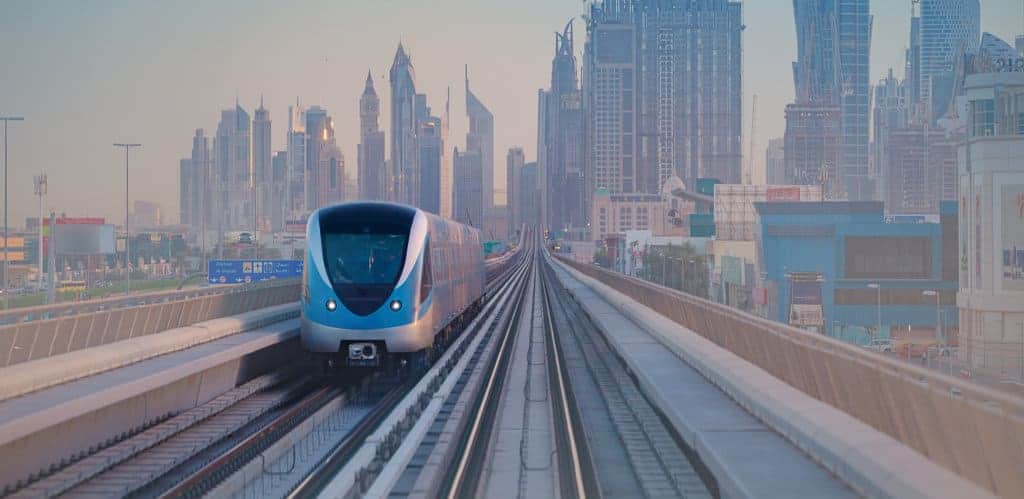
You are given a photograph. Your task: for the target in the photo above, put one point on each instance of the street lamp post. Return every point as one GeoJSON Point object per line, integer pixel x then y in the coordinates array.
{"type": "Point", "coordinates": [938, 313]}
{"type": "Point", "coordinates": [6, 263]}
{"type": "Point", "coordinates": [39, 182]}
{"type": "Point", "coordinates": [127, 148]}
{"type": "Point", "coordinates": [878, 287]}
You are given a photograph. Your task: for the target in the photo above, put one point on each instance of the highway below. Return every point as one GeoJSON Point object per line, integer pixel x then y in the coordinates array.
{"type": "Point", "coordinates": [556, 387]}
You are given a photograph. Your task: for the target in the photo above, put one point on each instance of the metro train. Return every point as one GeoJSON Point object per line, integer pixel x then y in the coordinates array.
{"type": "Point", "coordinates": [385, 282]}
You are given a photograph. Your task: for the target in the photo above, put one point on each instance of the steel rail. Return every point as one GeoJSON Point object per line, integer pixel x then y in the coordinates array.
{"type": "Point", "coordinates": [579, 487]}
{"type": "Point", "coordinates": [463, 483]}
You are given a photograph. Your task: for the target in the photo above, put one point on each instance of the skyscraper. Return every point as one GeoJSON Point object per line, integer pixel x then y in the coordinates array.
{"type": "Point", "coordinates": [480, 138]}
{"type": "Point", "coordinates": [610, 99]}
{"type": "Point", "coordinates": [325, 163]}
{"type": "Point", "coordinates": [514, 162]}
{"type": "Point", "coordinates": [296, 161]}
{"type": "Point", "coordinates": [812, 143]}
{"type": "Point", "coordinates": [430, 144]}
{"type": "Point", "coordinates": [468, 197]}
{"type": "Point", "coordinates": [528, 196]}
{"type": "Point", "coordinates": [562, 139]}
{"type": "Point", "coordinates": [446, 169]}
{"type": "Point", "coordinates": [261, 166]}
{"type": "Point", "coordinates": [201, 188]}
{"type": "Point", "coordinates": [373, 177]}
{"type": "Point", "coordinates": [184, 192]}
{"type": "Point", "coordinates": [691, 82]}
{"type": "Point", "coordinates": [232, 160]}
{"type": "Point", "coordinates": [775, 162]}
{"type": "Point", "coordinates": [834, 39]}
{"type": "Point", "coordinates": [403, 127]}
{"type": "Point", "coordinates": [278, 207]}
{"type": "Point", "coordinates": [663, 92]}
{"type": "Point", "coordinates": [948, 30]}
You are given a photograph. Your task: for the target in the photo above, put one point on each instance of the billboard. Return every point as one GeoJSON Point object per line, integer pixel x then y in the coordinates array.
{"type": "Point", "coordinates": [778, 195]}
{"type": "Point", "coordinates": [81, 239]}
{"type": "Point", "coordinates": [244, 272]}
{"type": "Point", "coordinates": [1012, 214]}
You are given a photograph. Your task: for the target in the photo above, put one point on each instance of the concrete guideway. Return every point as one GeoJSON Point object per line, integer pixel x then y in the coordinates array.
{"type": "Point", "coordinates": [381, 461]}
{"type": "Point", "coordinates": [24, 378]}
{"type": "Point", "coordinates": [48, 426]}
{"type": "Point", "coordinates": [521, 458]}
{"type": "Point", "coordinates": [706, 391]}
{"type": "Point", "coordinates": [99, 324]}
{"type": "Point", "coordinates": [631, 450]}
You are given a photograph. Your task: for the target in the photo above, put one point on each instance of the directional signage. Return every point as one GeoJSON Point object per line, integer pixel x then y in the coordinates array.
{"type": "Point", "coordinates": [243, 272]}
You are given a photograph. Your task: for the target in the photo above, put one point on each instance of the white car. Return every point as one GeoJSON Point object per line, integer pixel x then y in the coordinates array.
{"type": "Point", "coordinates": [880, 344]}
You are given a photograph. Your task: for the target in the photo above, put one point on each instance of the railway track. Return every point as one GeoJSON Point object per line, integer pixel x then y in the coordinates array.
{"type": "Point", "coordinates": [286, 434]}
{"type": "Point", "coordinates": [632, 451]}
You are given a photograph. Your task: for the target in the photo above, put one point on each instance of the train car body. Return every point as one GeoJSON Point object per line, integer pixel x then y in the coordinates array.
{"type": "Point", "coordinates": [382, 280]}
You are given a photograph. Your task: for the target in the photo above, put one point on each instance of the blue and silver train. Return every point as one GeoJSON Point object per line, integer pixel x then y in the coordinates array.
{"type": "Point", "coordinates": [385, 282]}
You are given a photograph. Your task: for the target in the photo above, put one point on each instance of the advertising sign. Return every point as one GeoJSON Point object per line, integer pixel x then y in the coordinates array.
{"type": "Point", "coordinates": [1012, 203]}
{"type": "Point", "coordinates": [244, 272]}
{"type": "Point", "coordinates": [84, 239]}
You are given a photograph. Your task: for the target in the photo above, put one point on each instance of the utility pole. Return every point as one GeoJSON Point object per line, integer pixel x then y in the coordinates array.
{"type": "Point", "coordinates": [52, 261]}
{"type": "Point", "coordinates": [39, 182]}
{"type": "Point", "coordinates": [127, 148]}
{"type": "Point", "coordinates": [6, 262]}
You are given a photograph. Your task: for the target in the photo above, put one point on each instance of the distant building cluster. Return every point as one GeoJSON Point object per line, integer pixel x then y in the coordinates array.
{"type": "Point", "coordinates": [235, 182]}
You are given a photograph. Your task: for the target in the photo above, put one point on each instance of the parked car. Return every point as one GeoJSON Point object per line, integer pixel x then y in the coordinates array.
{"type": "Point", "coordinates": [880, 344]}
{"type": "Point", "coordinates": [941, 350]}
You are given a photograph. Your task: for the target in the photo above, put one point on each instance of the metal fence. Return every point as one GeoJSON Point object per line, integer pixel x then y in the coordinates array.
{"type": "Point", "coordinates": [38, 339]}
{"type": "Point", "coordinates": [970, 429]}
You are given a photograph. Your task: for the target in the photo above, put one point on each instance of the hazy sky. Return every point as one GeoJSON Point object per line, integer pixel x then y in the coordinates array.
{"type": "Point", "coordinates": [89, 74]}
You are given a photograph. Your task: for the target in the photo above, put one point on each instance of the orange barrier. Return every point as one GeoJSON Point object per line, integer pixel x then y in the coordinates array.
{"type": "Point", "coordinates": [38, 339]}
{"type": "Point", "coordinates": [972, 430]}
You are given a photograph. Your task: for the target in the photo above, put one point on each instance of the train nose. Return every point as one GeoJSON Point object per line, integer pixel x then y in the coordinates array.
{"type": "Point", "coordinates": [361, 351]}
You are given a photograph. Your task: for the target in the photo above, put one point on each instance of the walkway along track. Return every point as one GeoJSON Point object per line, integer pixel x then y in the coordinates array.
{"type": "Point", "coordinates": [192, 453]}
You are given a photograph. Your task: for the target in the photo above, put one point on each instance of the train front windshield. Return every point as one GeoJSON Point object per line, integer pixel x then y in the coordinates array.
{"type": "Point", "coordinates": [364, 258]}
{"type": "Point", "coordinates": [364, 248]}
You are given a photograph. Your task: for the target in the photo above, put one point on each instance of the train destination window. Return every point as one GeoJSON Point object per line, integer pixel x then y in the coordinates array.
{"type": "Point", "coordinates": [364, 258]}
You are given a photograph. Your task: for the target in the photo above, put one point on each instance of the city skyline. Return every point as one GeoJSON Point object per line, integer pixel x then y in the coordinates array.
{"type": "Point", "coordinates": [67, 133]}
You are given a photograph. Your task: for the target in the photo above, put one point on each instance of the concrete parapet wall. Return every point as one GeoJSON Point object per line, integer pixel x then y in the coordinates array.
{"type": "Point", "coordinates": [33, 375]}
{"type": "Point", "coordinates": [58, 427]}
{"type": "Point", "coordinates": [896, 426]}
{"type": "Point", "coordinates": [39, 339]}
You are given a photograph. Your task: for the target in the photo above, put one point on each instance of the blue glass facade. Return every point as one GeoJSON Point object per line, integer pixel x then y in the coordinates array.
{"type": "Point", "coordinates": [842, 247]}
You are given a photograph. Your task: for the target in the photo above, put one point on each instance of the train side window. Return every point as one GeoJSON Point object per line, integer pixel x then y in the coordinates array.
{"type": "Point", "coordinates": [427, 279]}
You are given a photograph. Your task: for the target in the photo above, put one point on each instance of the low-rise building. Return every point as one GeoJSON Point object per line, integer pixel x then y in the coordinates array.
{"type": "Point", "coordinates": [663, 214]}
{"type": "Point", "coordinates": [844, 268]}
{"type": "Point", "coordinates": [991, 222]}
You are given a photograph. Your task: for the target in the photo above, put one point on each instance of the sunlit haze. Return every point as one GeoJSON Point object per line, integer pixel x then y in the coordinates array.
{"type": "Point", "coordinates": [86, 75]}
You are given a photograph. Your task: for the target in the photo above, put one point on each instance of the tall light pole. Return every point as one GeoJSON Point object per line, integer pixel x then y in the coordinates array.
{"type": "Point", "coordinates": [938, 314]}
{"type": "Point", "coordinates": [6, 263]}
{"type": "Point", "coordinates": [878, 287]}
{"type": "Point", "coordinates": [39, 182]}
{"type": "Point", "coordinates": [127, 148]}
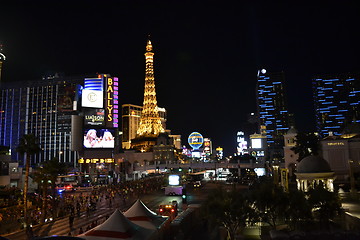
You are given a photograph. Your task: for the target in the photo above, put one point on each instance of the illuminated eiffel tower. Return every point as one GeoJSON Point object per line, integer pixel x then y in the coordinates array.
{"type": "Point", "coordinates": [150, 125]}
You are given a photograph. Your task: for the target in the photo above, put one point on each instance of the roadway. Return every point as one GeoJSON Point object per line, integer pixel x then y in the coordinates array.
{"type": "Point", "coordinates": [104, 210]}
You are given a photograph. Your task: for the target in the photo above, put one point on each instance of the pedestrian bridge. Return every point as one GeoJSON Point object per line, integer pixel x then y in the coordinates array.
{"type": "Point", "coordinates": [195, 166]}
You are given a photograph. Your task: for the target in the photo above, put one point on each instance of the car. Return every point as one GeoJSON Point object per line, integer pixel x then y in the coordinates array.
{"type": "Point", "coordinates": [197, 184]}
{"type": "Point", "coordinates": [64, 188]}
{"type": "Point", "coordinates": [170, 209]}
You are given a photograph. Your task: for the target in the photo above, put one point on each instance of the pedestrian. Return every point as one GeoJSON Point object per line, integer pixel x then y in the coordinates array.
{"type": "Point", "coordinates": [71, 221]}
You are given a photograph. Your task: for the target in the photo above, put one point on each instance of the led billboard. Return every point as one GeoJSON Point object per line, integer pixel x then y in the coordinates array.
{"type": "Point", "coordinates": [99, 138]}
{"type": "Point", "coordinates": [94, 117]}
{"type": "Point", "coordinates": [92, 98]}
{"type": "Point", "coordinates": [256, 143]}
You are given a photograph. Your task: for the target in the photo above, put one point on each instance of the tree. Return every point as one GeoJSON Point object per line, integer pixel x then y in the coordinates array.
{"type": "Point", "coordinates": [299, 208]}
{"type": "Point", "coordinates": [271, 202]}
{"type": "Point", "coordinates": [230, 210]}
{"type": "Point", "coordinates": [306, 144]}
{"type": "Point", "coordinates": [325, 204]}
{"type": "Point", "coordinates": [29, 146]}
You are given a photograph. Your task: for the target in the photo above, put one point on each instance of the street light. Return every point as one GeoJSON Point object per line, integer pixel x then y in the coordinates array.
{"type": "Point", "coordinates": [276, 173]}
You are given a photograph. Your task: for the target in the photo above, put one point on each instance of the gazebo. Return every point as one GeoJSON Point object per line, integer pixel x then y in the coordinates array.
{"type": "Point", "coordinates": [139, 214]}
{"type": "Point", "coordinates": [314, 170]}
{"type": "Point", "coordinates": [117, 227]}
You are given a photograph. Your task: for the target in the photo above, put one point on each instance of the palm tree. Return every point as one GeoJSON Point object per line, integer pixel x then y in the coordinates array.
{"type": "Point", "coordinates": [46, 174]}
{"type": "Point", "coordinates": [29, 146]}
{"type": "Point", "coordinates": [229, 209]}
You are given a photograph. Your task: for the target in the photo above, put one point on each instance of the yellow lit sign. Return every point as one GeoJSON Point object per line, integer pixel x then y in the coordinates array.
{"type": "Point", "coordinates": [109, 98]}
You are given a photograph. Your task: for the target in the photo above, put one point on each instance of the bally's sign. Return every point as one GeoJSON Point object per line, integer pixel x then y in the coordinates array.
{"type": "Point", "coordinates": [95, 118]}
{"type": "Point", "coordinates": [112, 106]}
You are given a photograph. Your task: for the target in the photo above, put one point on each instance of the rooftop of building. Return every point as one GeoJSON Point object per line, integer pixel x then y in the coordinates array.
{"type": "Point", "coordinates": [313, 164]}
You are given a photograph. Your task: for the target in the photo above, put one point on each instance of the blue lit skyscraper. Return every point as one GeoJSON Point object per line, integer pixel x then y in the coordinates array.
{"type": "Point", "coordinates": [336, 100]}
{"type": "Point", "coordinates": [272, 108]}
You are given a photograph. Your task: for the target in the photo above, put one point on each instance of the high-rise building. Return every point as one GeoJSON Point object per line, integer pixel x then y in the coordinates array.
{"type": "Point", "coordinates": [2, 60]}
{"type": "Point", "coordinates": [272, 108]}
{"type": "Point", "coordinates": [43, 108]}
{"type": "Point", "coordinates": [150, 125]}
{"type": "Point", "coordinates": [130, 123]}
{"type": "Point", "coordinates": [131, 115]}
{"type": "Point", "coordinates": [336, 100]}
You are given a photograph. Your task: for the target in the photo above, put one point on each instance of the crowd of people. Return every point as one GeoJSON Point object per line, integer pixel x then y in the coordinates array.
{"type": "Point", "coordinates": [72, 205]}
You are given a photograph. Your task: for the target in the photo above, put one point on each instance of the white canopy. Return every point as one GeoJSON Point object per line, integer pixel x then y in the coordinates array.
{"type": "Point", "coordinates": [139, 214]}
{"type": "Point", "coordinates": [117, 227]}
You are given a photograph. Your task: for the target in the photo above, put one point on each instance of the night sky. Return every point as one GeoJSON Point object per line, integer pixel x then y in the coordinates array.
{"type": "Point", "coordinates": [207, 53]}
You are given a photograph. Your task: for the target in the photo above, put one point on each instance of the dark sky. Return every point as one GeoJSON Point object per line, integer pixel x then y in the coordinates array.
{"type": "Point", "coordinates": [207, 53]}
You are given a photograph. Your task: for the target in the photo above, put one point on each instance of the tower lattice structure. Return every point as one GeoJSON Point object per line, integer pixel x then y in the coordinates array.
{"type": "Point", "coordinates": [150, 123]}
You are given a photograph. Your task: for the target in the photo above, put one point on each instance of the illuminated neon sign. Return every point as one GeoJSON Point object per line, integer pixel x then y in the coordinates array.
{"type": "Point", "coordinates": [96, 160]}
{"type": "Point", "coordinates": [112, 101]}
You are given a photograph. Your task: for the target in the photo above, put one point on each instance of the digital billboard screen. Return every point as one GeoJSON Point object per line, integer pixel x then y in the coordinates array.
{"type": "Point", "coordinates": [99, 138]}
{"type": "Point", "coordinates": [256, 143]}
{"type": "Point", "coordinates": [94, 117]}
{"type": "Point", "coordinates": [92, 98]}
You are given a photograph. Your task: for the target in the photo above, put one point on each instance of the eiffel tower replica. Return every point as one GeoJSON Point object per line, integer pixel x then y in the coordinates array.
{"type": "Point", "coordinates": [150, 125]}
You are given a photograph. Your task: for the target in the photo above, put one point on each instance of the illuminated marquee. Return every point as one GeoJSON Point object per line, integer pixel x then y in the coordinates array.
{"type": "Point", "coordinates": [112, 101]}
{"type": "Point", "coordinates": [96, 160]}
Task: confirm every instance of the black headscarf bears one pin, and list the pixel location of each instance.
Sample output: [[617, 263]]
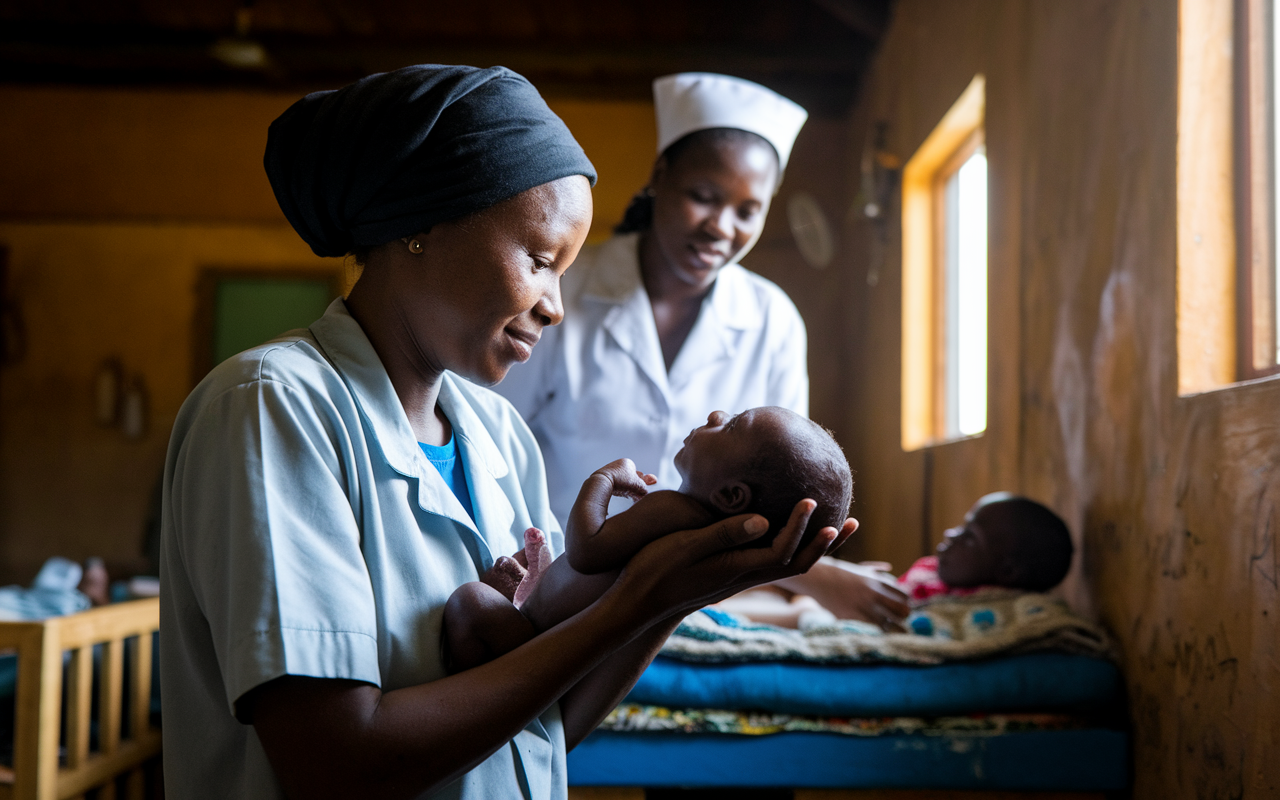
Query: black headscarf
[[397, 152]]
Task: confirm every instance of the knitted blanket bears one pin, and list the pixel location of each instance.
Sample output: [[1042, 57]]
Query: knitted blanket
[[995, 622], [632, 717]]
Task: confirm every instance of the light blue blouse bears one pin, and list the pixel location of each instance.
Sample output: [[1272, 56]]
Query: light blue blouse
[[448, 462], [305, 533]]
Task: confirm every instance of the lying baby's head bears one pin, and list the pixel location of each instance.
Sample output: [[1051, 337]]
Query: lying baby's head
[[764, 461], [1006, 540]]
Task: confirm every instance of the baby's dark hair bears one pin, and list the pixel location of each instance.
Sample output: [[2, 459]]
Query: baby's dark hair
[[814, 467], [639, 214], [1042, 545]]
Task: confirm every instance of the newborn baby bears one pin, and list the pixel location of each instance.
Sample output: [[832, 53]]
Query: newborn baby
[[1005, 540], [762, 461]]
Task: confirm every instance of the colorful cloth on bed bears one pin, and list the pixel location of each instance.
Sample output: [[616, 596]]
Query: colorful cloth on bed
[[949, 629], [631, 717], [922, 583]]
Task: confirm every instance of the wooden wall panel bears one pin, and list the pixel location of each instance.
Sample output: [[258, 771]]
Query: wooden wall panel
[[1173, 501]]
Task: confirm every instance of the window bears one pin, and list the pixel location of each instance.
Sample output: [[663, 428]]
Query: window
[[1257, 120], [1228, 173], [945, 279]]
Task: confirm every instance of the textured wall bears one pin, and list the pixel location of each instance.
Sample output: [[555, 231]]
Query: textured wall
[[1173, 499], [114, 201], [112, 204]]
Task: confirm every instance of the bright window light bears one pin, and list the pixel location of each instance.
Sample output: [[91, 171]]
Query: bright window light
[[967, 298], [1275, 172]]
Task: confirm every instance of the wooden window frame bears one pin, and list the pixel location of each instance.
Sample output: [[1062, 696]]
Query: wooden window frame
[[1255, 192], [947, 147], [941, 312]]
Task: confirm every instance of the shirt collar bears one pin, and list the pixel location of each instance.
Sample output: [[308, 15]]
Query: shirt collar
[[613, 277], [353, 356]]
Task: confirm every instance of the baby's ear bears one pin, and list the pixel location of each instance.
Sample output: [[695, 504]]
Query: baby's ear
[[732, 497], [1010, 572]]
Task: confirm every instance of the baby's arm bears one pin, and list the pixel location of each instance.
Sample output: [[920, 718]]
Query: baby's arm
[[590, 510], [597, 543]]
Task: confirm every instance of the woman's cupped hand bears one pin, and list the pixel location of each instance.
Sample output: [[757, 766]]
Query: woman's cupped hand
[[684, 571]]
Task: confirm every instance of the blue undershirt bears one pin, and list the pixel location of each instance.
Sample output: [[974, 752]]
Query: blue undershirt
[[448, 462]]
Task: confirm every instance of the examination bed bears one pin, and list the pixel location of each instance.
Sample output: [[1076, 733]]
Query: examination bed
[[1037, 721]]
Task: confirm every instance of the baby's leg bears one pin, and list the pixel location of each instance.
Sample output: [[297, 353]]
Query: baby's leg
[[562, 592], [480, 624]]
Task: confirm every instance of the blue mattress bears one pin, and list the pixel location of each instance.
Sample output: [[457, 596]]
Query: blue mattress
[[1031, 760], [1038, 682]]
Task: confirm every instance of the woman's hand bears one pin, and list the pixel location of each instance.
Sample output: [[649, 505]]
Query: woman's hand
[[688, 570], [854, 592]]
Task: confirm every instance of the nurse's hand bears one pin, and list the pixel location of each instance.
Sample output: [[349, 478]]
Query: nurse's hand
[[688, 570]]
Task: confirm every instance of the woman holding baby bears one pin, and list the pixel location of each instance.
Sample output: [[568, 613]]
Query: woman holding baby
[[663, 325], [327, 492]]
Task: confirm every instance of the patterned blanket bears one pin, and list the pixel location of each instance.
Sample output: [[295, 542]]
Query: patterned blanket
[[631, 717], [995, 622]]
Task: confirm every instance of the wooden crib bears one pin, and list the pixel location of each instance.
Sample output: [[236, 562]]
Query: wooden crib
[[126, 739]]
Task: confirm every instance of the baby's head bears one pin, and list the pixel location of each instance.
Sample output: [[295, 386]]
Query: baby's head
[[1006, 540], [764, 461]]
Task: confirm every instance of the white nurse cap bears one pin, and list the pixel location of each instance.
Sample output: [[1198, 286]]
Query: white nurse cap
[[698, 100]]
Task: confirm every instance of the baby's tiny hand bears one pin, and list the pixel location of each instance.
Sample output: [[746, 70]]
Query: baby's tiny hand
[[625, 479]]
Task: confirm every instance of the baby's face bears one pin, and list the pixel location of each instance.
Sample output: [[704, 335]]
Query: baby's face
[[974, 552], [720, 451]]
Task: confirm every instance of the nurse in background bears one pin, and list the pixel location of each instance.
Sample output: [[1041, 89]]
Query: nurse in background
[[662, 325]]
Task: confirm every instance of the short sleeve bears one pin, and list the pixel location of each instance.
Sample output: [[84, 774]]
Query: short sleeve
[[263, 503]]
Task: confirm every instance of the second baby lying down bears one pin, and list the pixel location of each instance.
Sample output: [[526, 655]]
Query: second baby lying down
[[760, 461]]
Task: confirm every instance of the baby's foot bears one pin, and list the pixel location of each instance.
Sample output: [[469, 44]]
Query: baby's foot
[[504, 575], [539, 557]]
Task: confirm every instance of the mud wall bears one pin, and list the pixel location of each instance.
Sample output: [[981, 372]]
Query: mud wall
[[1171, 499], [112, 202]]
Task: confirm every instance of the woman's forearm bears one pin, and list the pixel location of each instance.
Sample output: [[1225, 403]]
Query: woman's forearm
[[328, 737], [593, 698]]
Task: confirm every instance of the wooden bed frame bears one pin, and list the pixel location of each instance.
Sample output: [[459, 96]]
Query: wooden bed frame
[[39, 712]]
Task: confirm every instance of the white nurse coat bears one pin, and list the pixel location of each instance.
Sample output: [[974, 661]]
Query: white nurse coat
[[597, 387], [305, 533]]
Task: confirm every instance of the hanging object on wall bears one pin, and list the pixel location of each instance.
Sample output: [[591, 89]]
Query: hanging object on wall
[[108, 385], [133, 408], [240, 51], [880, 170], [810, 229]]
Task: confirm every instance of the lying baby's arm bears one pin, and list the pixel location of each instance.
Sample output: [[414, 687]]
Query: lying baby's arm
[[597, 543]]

****************

* _TASK BRIEF_: In the entries above, restate word for word the lines between the one holding "Sample output: [[308, 15]]" and the one holding "Sample output: [[974, 752]]", inclusive, and nothing besides.

* _RESULT OF THIS EXERCISE_:
Sample output: [[308, 15]]
Query: shirt collar
[[613, 277], [353, 356]]
Task: confirm every instance of the baby's ear bears one pin, and list the pixel location of each instance.
Sample output: [[695, 504]]
Query: baby's ear
[[732, 497], [1010, 572]]
Task: confirm every instance of the baby's arm bears one pin, and list the pixel location of each instance.
Sample output: [[920, 718]]
Query: baby's arm
[[590, 510], [597, 543]]
Task: confirm every instance of the woman's cupped hand bears one pin, and list the pixel location of each instance.
Sample output: [[757, 766]]
Query: woman's cupped hand
[[684, 571]]
Task: confirm every instance of the blue undershirt bears one pin, and list the pixel location of each instance.
Sample output: [[974, 752]]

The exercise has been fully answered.